Elizabeth Jennings Graham and the Campaign against Segregation in New York City
Yet the antecedents for the Montgomery Bus Boycott can be traced back as far as July 1854, when African American teacher and musician, Elizabeth Jennings, attempted to board a horse-drawn streetcar in New York City. Jennings, only 24 at the time, was told she could not ride in the car because she was Black.
Jennings immediately objected to the order made by the driver and demanded the right to ride to the First Colored American Congregational Church where she served as the organist. The white driver attempted to remove her physically as she continued to resist. Later a police officer was summoned and the two white men forcefully ejected Jennings from the streetcar.
Her own account, which was published in at least two journals, the New York Daily Tribune and Frederick Douglass’s papers, Jennings emphasized: “I…told him I was a respectable person, born and raised in New York, did not know where he was born, that I had never been insulted before while going to church and that he was a good for nothing impudent fellow for insulting decent persons while on their way to church.”
Jennings’ father, Thomas L. Jennings, was a Free African who had built a skills trade as a tailor. He had gained enormous stature in the New York Black community due to his successful efforts to purchase the freedom of Elizabeth’s mother, of the same name, from enslavement. Thomas L. Jennings supported his daughter Elizabeth in her effort to acquire justice.
At this time in New York City, the omnibuses and streetcars were owned by private corporations. Many of the companies would not allow African Americans to ride or if they did, maintained strict segregationist policies.
An article published in the New York Tribune in February 1855 about the incident involving Jennings said: “The conductor undertook to get her off, first alleging the car was full, when that was shown to be false. He pretended the other passengers were displeased at her presence. But [when] she insisted on her rights, he took hold of her by force to expel her. She resisted. The conductor got her down on the platform, jammed her bonnet, soiled her dress and injured her person. Quite a crowd gathered. But she effectively resisted. Finally, after the car had gone on further, with the aid of a policeman they succeeded in removing her.”
The legal case would be decided in 1855 after 24-year-old Attorney Chester A. Arthur argued successfully before Brooklyn Circuit Court Judge William Rockwell who ruled in Jennings’ favor. Arthur would later become Vice-President in 1881 and succeeded James Garfield after his assassination the same year. Jennings was awarded monetary damages for the acts of discrimination and violence by the conductor and policeman.

▶ [Instructions for the task]: Using the passage on Elizabeth Jennings, decide whether each statement agrees with it, answering yes or no and quoting the deciding words: (a) Jennings was 24 when the driver refused to let her ride. (b) Her account appeared only in the New York Daily Tribune. (c) Judge William Rockwell ruled against Jennings.

(Rows from a segmentation dataset)
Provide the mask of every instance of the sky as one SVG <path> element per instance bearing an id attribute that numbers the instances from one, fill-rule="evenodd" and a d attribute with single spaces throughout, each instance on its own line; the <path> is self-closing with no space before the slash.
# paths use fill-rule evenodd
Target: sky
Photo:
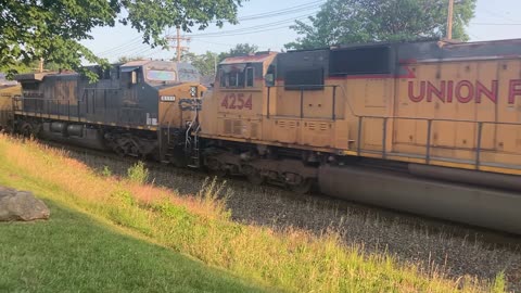
<path id="1" fill-rule="evenodd" d="M 309 22 L 308 16 L 319 11 L 326 0 L 249 0 L 239 9 L 240 23 L 226 23 L 223 28 L 215 25 L 204 31 L 183 34 L 191 40 L 183 46 L 201 54 L 206 51 L 224 52 L 237 43 L 254 43 L 259 50 L 280 51 L 284 43 L 295 40 L 297 35 L 290 28 L 295 20 Z M 478 0 L 475 17 L 468 27 L 471 41 L 521 38 L 521 0 Z M 175 35 L 167 29 L 165 35 Z M 175 50 L 150 48 L 142 43 L 140 34 L 129 26 L 96 28 L 92 40 L 82 41 L 99 56 L 111 62 L 119 56 L 171 59 Z M 174 43 L 173 43 L 174 44 Z"/>

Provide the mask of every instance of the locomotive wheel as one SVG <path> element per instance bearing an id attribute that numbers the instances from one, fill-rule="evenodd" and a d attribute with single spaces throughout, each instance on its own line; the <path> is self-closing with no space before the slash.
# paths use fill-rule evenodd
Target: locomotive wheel
<path id="1" fill-rule="evenodd" d="M 24 123 L 20 127 L 20 133 L 25 138 L 30 138 L 34 136 L 35 131 L 30 123 Z"/>
<path id="2" fill-rule="evenodd" d="M 264 183 L 264 176 L 262 176 L 260 173 L 254 167 L 244 166 L 243 171 L 246 175 L 247 181 L 250 183 L 254 186 L 260 186 L 262 183 Z"/>
<path id="3" fill-rule="evenodd" d="M 297 194 L 306 194 L 312 191 L 313 180 L 304 179 L 298 184 L 290 184 L 290 190 Z"/>
<path id="4" fill-rule="evenodd" d="M 214 177 L 226 176 L 226 170 L 223 169 L 223 164 L 213 157 L 206 158 L 206 170 Z"/>

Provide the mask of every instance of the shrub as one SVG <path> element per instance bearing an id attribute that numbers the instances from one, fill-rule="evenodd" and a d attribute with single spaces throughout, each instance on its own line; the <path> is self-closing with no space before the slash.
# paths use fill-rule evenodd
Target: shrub
<path id="1" fill-rule="evenodd" d="M 144 167 L 144 163 L 139 161 L 127 170 L 128 179 L 137 184 L 144 184 L 149 180 L 149 169 Z"/>

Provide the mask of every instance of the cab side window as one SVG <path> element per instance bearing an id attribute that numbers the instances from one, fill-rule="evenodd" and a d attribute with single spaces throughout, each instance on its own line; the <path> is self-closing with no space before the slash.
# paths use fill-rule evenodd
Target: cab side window
<path id="1" fill-rule="evenodd" d="M 255 80 L 255 72 L 253 67 L 245 67 L 242 71 L 232 69 L 230 72 L 221 69 L 219 78 L 221 88 L 253 87 Z"/>

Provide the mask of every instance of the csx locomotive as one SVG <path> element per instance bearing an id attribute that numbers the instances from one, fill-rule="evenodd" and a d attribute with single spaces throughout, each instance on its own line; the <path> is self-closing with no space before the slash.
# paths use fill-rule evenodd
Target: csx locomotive
<path id="1" fill-rule="evenodd" d="M 521 233 L 521 40 L 259 52 L 221 62 L 212 90 L 181 74 L 189 65 L 166 64 L 124 64 L 96 85 L 20 76 L 11 120 L 21 132 Z"/>

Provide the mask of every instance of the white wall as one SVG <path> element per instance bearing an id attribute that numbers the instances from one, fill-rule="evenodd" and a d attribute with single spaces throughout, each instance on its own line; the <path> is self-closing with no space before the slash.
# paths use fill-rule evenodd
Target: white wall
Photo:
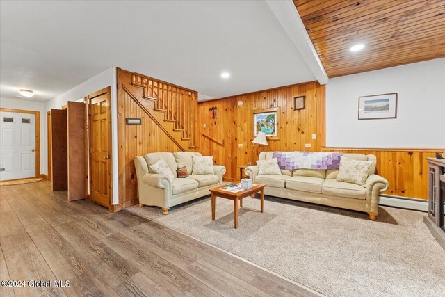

▶ [Completed task]:
(a) Yes: "Jennings, only 24 at the time, was told she could not ride in the car because she was Black."
(b) No: "published in at least two journals, the New York Daily Tribune and Frederick Douglass’s papers"
(c) No: "Brooklyn Circuit Court Judge William Rockwell who ruled in Jennings’ favor"